> WHAT IS EXPECTED
Substitute "runner" for "athlete" in the lines between the one holding "[outline] **athlete wearing bib number 3**" and the one holding "39 138 L 45", inclusive, and output only those lines with everything else unchanged.
- - - - -
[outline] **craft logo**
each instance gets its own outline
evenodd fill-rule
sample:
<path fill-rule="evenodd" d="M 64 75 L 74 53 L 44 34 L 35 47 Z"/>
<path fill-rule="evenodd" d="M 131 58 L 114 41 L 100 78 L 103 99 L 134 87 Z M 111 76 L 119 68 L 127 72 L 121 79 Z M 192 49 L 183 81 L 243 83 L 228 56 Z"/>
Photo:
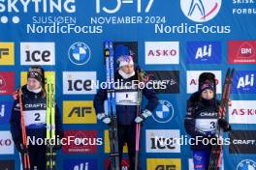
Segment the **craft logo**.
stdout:
<path fill-rule="evenodd" d="M 147 158 L 146 170 L 181 170 L 180 158 Z"/>
<path fill-rule="evenodd" d="M 16 169 L 16 160 L 0 160 L 0 169 L 2 170 Z"/>
<path fill-rule="evenodd" d="M 220 42 L 188 42 L 186 46 L 188 64 L 220 64 Z"/>
<path fill-rule="evenodd" d="M 107 159 L 105 161 L 105 170 L 109 170 L 111 166 L 111 159 Z M 129 170 L 130 164 L 129 164 L 129 159 L 127 158 L 122 158 L 122 162 L 121 162 L 121 170 Z"/>
<path fill-rule="evenodd" d="M 0 71 L 0 95 L 12 95 L 15 92 L 15 71 Z"/>
<path fill-rule="evenodd" d="M 74 136 L 74 141 L 70 145 L 63 146 L 64 154 L 78 153 L 97 153 L 97 130 L 65 130 L 64 137 L 69 139 Z M 85 141 L 87 139 L 87 141 Z M 72 139 L 73 140 L 73 139 Z M 82 142 L 80 142 L 82 141 Z M 87 143 L 85 145 L 84 143 Z"/>
<path fill-rule="evenodd" d="M 0 125 L 9 124 L 12 107 L 12 101 L 0 101 Z"/>
<path fill-rule="evenodd" d="M 0 65 L 15 65 L 14 42 L 0 42 Z"/>
<path fill-rule="evenodd" d="M 67 100 L 63 101 L 64 124 L 96 124 L 93 101 Z"/>
<path fill-rule="evenodd" d="M 54 42 L 20 42 L 21 65 L 55 65 Z"/>
<path fill-rule="evenodd" d="M 198 78 L 203 72 L 212 72 L 216 77 L 217 94 L 221 93 L 221 71 L 187 71 L 187 93 L 192 94 L 198 91 Z"/>
<path fill-rule="evenodd" d="M 10 131 L 0 131 L 0 155 L 15 154 L 14 141 Z"/>
<path fill-rule="evenodd" d="M 63 169 L 70 170 L 89 170 L 97 169 L 97 160 L 94 159 L 66 159 Z"/>
<path fill-rule="evenodd" d="M 55 73 L 55 71 L 45 71 L 45 81 L 47 82 L 48 76 L 50 73 Z M 20 72 L 20 86 L 23 86 L 27 83 L 27 71 Z"/>
<path fill-rule="evenodd" d="M 230 64 L 256 64 L 256 41 L 231 41 L 228 42 Z"/>
<path fill-rule="evenodd" d="M 104 2 L 103 0 L 96 0 L 96 13 L 107 13 L 107 14 L 115 14 L 118 13 L 123 6 L 133 5 L 136 6 L 137 13 L 148 13 L 152 7 L 154 0 L 146 0 L 143 1 L 145 2 L 145 7 L 143 7 L 142 1 L 136 0 L 115 0 L 112 2 Z"/>
<path fill-rule="evenodd" d="M 232 130 L 229 133 L 230 154 L 256 154 L 255 130 Z"/>
<path fill-rule="evenodd" d="M 96 71 L 63 71 L 63 94 L 96 94 Z"/>
<path fill-rule="evenodd" d="M 168 123 L 174 117 L 174 105 L 168 100 L 159 100 L 153 112 L 153 119 L 158 123 Z"/>
<path fill-rule="evenodd" d="M 238 71 L 234 73 L 233 85 L 231 92 L 234 94 L 255 94 L 256 82 L 255 82 L 256 71 Z"/>
<path fill-rule="evenodd" d="M 69 59 L 75 65 L 86 64 L 91 56 L 91 50 L 86 43 L 76 42 L 69 48 Z"/>
<path fill-rule="evenodd" d="M 145 42 L 146 65 L 179 64 L 178 42 Z"/>
<path fill-rule="evenodd" d="M 179 129 L 146 129 L 146 153 L 180 153 Z"/>
<path fill-rule="evenodd" d="M 22 23 L 27 34 L 98 34 L 102 26 L 79 23 L 77 0 L 58 1 L 0 1 L 0 22 L 4 24 Z M 86 4 L 87 5 L 87 4 Z M 21 15 L 23 17 L 21 17 Z"/>
<path fill-rule="evenodd" d="M 148 71 L 148 87 L 159 94 L 179 93 L 178 71 Z M 150 84 L 149 84 L 150 83 Z"/>
<path fill-rule="evenodd" d="M 180 0 L 183 14 L 195 22 L 207 22 L 217 15 L 221 0 Z"/>
<path fill-rule="evenodd" d="M 232 100 L 230 124 L 256 124 L 256 100 Z"/>
<path fill-rule="evenodd" d="M 256 162 L 251 159 L 241 160 L 236 170 L 256 170 Z"/>
<path fill-rule="evenodd" d="M 109 135 L 109 130 L 104 131 L 104 151 L 105 153 L 110 153 L 111 152 L 111 144 L 110 144 L 110 135 Z M 123 146 L 123 153 L 128 153 L 128 148 L 127 144 Z"/>

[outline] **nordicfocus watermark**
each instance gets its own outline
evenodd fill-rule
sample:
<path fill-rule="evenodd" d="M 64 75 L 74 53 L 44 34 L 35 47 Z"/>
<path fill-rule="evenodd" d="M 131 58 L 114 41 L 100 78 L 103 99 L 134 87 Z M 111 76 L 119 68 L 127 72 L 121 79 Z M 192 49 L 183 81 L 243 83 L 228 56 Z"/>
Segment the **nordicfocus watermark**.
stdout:
<path fill-rule="evenodd" d="M 162 146 L 169 145 L 230 145 L 230 138 L 206 138 L 203 136 L 196 136 L 196 138 L 191 138 L 187 135 L 181 135 L 181 137 L 163 137 L 163 136 L 155 136 L 155 145 L 160 144 Z"/>
<path fill-rule="evenodd" d="M 113 88 L 114 90 L 124 90 L 124 89 L 167 89 L 168 85 L 173 85 L 171 80 L 149 80 L 147 82 L 140 82 L 139 80 L 124 81 L 123 79 L 118 79 L 114 82 L 99 82 L 90 81 L 90 84 L 87 84 L 87 88 L 90 89 L 109 89 Z"/>
<path fill-rule="evenodd" d="M 180 25 L 155 24 L 156 34 L 228 34 L 231 33 L 229 25 L 206 25 L 202 23 L 190 25 L 181 23 Z"/>
<path fill-rule="evenodd" d="M 103 138 L 80 138 L 76 136 L 68 136 L 60 138 L 57 135 L 56 139 L 36 138 L 35 136 L 27 136 L 27 145 L 103 145 Z"/>

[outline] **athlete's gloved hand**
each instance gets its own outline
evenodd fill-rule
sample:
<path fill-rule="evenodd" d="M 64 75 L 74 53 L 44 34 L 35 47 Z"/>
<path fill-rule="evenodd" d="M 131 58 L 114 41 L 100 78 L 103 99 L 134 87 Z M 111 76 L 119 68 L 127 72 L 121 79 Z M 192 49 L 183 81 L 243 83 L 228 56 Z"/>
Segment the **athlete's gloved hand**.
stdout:
<path fill-rule="evenodd" d="M 20 142 L 20 141 L 17 141 L 15 143 L 16 144 L 16 150 L 20 153 L 20 154 L 27 154 L 28 151 L 27 151 L 27 148 Z"/>
<path fill-rule="evenodd" d="M 144 122 L 147 117 L 149 117 L 149 116 L 151 116 L 151 115 L 152 115 L 152 113 L 151 113 L 149 110 L 144 109 L 144 112 L 143 112 L 143 114 L 141 114 L 140 116 L 137 116 L 137 117 L 135 118 L 134 121 L 135 121 L 137 124 L 141 124 L 141 123 Z"/>
<path fill-rule="evenodd" d="M 97 119 L 102 121 L 104 124 L 111 124 L 112 120 L 110 117 L 108 117 L 108 115 L 106 115 L 105 113 L 99 113 L 97 114 Z"/>
<path fill-rule="evenodd" d="M 231 126 L 225 119 L 222 119 L 222 118 L 219 119 L 218 125 L 220 128 L 223 128 L 224 131 L 230 131 L 231 130 Z"/>

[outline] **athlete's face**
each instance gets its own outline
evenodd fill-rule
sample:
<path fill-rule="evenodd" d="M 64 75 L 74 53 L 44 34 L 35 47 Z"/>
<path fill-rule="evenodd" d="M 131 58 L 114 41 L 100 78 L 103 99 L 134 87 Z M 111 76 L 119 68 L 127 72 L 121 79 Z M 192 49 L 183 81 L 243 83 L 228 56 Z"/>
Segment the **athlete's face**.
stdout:
<path fill-rule="evenodd" d="M 120 67 L 120 70 L 127 74 L 131 74 L 134 71 L 134 65 L 128 64 L 125 66 Z"/>
<path fill-rule="evenodd" d="M 36 78 L 27 78 L 27 88 L 29 90 L 37 90 L 40 87 L 41 84 Z"/>
<path fill-rule="evenodd" d="M 202 98 L 205 99 L 212 99 L 214 97 L 214 92 L 212 90 L 207 89 L 202 92 Z"/>

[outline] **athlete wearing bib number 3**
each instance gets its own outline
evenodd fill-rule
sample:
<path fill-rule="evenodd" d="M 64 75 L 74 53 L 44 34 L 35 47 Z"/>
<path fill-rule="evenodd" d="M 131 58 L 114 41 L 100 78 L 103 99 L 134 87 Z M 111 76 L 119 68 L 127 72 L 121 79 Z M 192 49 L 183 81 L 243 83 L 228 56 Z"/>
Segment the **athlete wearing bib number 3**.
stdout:
<path fill-rule="evenodd" d="M 39 138 L 45 141 L 47 137 L 47 94 L 44 88 L 44 70 L 40 67 L 30 68 L 27 74 L 27 84 L 14 94 L 14 106 L 11 115 L 11 133 L 16 150 L 22 155 L 28 153 L 31 170 L 46 170 L 46 145 L 43 143 L 24 146 L 22 140 L 22 122 L 20 111 L 20 95 L 22 103 L 23 126 L 26 137 Z M 20 92 L 21 91 L 21 92 Z M 55 106 L 56 135 L 63 137 L 61 118 L 57 106 Z M 60 146 L 56 147 L 60 148 Z M 22 160 L 24 165 L 24 162 Z"/>

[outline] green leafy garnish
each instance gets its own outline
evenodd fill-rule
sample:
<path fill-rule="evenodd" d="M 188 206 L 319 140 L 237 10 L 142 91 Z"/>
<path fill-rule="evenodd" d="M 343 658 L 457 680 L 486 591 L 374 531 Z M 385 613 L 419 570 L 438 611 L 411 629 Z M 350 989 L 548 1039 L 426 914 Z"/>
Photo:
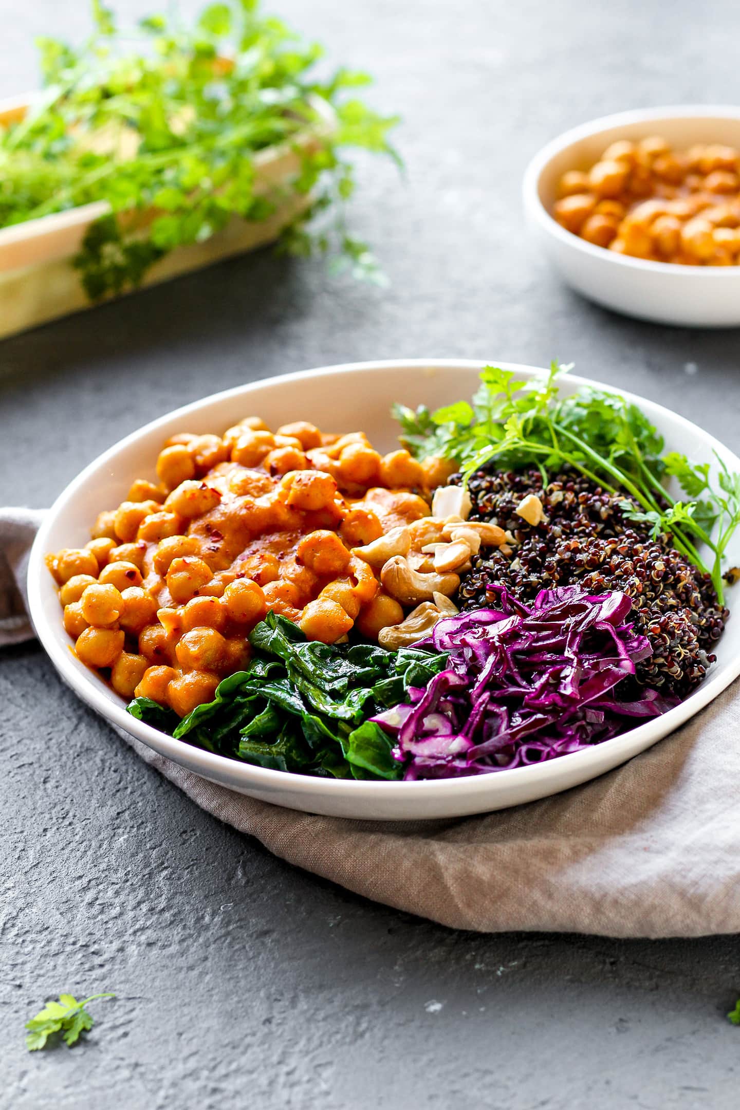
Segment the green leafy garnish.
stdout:
<path fill-rule="evenodd" d="M 29 1052 L 44 1048 L 54 1033 L 61 1033 L 62 1040 L 69 1048 L 75 1045 L 81 1033 L 88 1032 L 93 1027 L 94 1022 L 85 1007 L 97 998 L 115 998 L 115 995 L 90 995 L 81 1002 L 73 995 L 60 995 L 58 1002 L 47 1002 L 34 1018 L 26 1022 L 26 1028 L 30 1030 L 26 1038 Z"/>
<path fill-rule="evenodd" d="M 396 118 L 355 94 L 366 74 L 315 75 L 322 48 L 261 14 L 257 0 L 212 3 L 191 28 L 151 16 L 134 34 L 118 31 L 102 0 L 92 10 L 94 32 L 81 48 L 39 41 L 43 92 L 24 119 L 0 130 L 0 228 L 107 202 L 110 214 L 92 224 L 74 260 L 98 300 L 139 285 L 174 248 L 201 243 L 235 218 L 267 220 L 290 201 L 296 214 L 283 250 L 331 253 L 335 266 L 379 280 L 345 216 L 354 179 L 343 151 L 399 161 L 387 141 Z M 298 144 L 307 128 L 313 140 Z M 298 169 L 265 192 L 255 185 L 255 158 L 280 144 L 295 151 Z"/>
<path fill-rule="evenodd" d="M 740 474 L 730 473 L 719 455 L 714 480 L 708 463 L 663 454 L 658 430 L 618 394 L 589 387 L 561 395 L 559 381 L 569 370 L 554 362 L 547 374 L 524 381 L 486 366 L 472 404 L 457 402 L 436 412 L 395 405 L 401 442 L 418 458 L 454 458 L 466 481 L 494 462 L 504 470 L 536 465 L 545 482 L 571 466 L 610 493 L 629 494 L 633 500 L 625 502 L 626 514 L 649 523 L 655 537 L 669 533 L 678 551 L 711 574 L 721 604 L 722 561 L 740 524 Z M 689 501 L 671 496 L 668 477 Z M 709 567 L 698 552 L 701 544 L 713 553 Z"/>
<path fill-rule="evenodd" d="M 277 770 L 334 778 L 401 778 L 387 734 L 368 718 L 426 686 L 447 656 L 418 647 L 307 640 L 268 613 L 253 629 L 246 670 L 220 683 L 213 702 L 182 720 L 149 698 L 129 705 L 139 720 L 176 739 Z"/>

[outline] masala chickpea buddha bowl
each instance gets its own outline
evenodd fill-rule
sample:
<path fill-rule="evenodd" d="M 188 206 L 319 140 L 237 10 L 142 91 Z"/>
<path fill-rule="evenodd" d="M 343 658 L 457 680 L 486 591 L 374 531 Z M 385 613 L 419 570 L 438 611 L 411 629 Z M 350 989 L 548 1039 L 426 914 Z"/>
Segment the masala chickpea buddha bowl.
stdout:
<path fill-rule="evenodd" d="M 30 609 L 88 704 L 205 778 L 348 817 L 479 813 L 617 766 L 738 674 L 738 471 L 557 366 L 290 374 L 91 464 L 37 537 Z M 702 482 L 711 519 L 679 500 Z"/>
<path fill-rule="evenodd" d="M 537 242 L 585 296 L 628 315 L 740 325 L 740 108 L 621 112 L 530 162 Z"/>

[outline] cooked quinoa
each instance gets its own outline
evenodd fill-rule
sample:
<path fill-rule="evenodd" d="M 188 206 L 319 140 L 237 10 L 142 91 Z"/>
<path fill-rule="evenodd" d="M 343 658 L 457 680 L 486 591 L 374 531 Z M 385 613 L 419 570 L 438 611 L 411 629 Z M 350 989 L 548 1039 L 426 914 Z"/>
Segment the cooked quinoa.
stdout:
<path fill-rule="evenodd" d="M 460 475 L 450 483 L 459 484 Z M 708 574 L 670 546 L 653 539 L 650 527 L 627 519 L 620 507 L 630 498 L 605 492 L 575 473 L 561 473 L 544 487 L 537 470 L 478 471 L 469 481 L 472 521 L 498 524 L 514 537 L 511 554 L 487 549 L 463 576 L 458 604 L 485 606 L 491 583 L 503 583 L 524 602 L 540 589 L 578 584 L 599 593 L 620 589 L 632 598 L 636 627 L 653 654 L 638 664 L 637 682 L 683 698 L 702 680 L 714 656 L 728 610 L 720 606 Z M 544 519 L 533 526 L 516 514 L 527 494 L 543 503 Z"/>

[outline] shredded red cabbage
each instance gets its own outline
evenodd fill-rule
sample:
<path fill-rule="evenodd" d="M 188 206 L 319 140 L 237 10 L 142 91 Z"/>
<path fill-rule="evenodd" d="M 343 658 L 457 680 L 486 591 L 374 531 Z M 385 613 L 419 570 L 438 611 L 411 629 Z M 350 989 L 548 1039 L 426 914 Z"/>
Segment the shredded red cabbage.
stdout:
<path fill-rule="evenodd" d="M 541 763 L 610 739 L 637 718 L 677 704 L 641 688 L 616 687 L 651 654 L 626 624 L 630 598 L 577 586 L 543 589 L 531 606 L 504 586 L 497 608 L 445 617 L 430 639 L 446 670 L 410 702 L 374 717 L 395 739 L 404 778 L 447 778 Z"/>

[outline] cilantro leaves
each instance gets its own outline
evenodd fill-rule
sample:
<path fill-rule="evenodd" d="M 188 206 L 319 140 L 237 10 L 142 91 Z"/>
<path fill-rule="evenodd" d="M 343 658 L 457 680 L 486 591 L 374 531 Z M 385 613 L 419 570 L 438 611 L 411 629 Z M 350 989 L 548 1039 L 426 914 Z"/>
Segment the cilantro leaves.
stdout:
- - - - -
> TASK RESULT
[outline] **runner wearing bib number 3**
each instance gets its own outline
evenodd fill-rule
sample:
<path fill-rule="evenodd" d="M 64 75 L 74 53 L 44 34 L 35 47 Z"/>
<path fill-rule="evenodd" d="M 131 58 L 114 41 L 100 78 L 103 99 L 134 87 Z M 111 76 L 119 68 L 127 72 L 121 79 Z M 192 49 L 183 81 L 243 83 L 228 56 Z"/>
Segment the **runner wearing bib number 3**.
stdout:
<path fill-rule="evenodd" d="M 39 138 L 45 141 L 47 137 L 47 94 L 44 88 L 44 70 L 40 67 L 30 68 L 27 74 L 27 84 L 14 94 L 14 106 L 11 115 L 11 133 L 16 150 L 22 155 L 28 153 L 31 170 L 46 170 L 46 145 L 43 143 L 24 146 L 22 140 L 22 122 L 20 111 L 20 95 L 22 103 L 23 126 L 26 137 Z M 20 92 L 21 91 L 21 92 Z M 55 106 L 56 135 L 63 137 L 61 118 L 57 106 Z M 60 146 L 56 147 L 60 148 Z M 22 160 L 24 165 L 24 162 Z"/>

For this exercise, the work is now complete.